● Problem requirements: Count the lines in the coordinate labeling data below that contain the string "metal". Reply with the number only.

[Coordinate labeling data]
————————

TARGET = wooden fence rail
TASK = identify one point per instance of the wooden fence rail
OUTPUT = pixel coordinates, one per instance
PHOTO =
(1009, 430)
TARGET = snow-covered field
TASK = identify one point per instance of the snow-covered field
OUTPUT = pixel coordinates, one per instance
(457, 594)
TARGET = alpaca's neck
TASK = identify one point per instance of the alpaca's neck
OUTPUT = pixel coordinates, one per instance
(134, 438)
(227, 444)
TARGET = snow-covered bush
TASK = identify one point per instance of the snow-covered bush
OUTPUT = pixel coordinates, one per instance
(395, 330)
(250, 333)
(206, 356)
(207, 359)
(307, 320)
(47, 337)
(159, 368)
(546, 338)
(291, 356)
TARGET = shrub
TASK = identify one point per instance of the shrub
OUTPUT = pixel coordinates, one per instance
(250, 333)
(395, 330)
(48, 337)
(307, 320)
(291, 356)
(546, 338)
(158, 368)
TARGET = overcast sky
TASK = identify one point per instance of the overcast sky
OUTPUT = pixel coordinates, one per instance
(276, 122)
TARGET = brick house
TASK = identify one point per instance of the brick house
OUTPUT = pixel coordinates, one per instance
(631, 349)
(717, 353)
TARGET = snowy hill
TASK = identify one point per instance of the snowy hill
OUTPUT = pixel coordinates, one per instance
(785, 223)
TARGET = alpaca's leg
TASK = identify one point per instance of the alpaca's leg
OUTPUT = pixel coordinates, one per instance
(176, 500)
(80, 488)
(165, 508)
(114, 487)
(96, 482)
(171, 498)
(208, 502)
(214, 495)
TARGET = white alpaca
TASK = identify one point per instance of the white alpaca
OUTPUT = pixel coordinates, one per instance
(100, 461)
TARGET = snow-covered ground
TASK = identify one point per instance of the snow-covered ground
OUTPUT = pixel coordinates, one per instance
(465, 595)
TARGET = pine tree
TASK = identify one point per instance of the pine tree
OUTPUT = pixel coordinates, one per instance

————————

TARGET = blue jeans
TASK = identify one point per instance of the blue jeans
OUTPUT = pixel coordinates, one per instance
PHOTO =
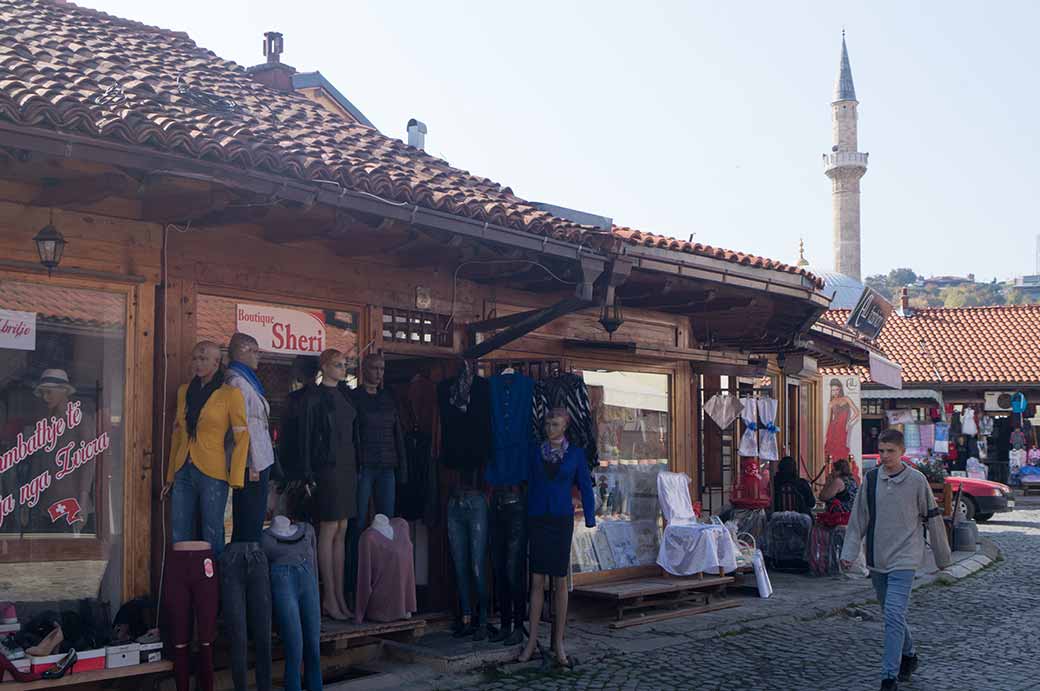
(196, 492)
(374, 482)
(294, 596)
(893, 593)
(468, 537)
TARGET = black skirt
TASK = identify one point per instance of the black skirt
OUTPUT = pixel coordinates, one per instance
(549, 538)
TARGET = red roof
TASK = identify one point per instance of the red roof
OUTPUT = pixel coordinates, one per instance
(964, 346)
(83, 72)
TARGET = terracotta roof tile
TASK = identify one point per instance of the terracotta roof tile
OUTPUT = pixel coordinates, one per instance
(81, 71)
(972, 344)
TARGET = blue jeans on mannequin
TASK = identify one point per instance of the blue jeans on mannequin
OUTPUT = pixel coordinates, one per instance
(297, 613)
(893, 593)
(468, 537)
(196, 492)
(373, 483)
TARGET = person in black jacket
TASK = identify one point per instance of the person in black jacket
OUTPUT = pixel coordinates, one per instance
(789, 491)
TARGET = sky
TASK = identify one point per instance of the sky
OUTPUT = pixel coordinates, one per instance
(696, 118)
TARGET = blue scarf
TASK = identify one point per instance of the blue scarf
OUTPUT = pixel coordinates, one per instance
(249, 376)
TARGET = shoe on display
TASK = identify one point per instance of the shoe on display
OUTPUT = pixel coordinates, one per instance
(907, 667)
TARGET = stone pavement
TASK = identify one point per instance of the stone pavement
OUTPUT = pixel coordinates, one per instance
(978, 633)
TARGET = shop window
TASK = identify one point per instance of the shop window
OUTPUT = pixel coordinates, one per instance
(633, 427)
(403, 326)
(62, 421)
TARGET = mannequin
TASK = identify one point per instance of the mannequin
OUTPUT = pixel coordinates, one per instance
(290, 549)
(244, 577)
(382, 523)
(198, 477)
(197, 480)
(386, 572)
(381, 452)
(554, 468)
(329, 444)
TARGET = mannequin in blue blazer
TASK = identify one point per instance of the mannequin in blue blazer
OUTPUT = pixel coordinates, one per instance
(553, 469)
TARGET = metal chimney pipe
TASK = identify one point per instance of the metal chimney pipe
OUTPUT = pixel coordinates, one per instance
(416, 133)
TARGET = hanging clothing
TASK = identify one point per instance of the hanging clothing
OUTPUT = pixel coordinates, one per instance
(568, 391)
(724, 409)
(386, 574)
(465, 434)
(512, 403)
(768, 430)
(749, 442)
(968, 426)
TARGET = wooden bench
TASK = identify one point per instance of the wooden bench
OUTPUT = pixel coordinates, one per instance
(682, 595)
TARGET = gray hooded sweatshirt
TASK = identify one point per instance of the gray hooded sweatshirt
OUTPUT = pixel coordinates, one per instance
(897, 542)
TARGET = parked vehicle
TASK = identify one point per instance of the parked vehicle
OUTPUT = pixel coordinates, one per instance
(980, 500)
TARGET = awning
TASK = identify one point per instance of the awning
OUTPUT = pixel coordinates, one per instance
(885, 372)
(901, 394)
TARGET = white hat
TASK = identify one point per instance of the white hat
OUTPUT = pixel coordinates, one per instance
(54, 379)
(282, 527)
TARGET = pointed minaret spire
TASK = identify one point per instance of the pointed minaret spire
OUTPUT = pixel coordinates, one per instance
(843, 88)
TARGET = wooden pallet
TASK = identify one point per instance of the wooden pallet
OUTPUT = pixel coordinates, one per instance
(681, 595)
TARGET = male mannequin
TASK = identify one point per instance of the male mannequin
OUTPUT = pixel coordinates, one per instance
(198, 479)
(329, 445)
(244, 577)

————————

● Complete answer: 2